## Provided text

Fall 2003

Society and Culture

The Peace Puzzle

Brian Orchard

It has proven nearly impossible to establish long-lasting peace between nations and between the world’s varied ethnic and religious groups. The much heralded “peace accords” that have punctuated the last few decades of humanity’s conflict-filled history have not produced the kind of peace most people so desperately seek.

All of us are familiar with the thousands of well-intentioned people who march through the streets of our capital cities calling for peace. Some may march for a peace that demands no military intervention by one country in the affairs of another, while at the same time others are equally fervent in the belief that peace sometimes requires international military intervention. Unfortunately the desire for peace often puts governments and citizens at odds with each other.

A catalogue of places where people are involved in conflict would fill many pages. In recent years as many as 30 to 40 wars have raged simultaneously across the planet. During the recent war in Iraq, a report that 1,000 people had been killed in conflict in the Ivory Coast raised only enough interest to be recorded in the less-read sections of newspapers.

Why is it that “peace” seems to be often at our fingertips yet rarely within our grasp? What is missing in human relations that causes peace plans to fail? Let’s review peace as it is pursued generally by nations and individuals, and then examine the subject from a biblical perspective. There is a surprising difference between the two.

Approaching Peace 

Walter Truett Anderson is a fellow of the Meridian Institute and current president of the American division of the World Academy of Art and Science. In his book The Truth About the Truth: De-confusing and Re-constructing the Postmodern World (1995), which includes contributions by Václav Havel, Isaiah Berlin, Maureen O’Hara, Arthur Schlesinger Jr., Jacques Derrida and others, Anderson makes a telling statement. He concludes that “we don’t know precisely where we are or where we are going”—an accurate if unintentionally disparaging observation about the present state of society. It illustrates well the current confusion in the search for peace.

Peace is first a concept before it becomes a reality. And our approaches to it are varied. The search for peace must therefore begin by addressing the conceptual origins of each approach. Against the backdrop of war as a means to peace, we would do well to consider appeasement, compromise, pacifism and tolerance.

## Provided data
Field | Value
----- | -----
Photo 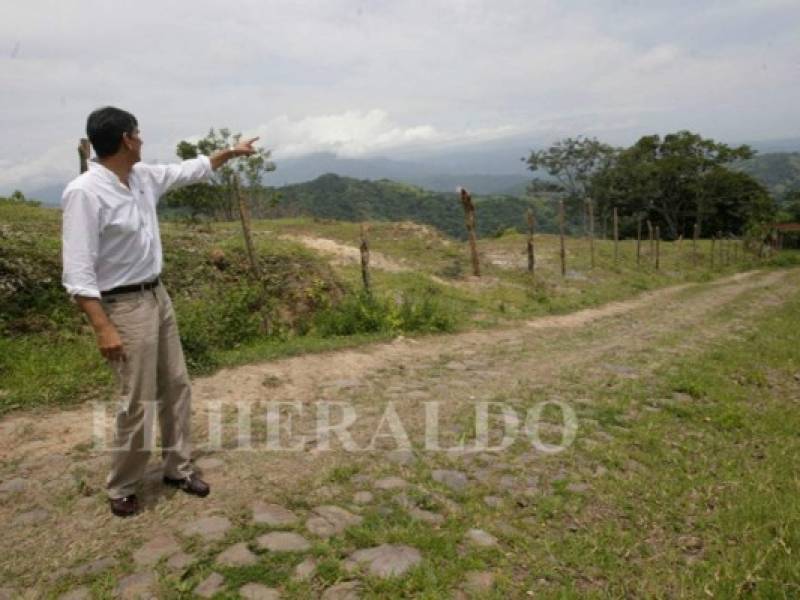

## Work order
Repeat word for word the stretch of the peace article from "Walter Truett Anderson" through "the search for peace.".

## Task solution
Walter Truett Anderson is a fellow of the Meridian Institute and current president of the American division of the World Academy of Art and Science. In his book The Truth About the Truth: De-confusing and Re-constructing the Postmodern World (1995), which includes contributions by Václav Havel, Isaiah Berlin, Maureen O’Hara, Arthur Schlesinger Jr., Jacques Derrida and others, Anderson makes a telling statement. He concludes that “we don’t know precisely where we are or where we are going”—an accurate if unintentionally disparaging observation about the present state of society. It illustrates well the current confusion in the search for peace.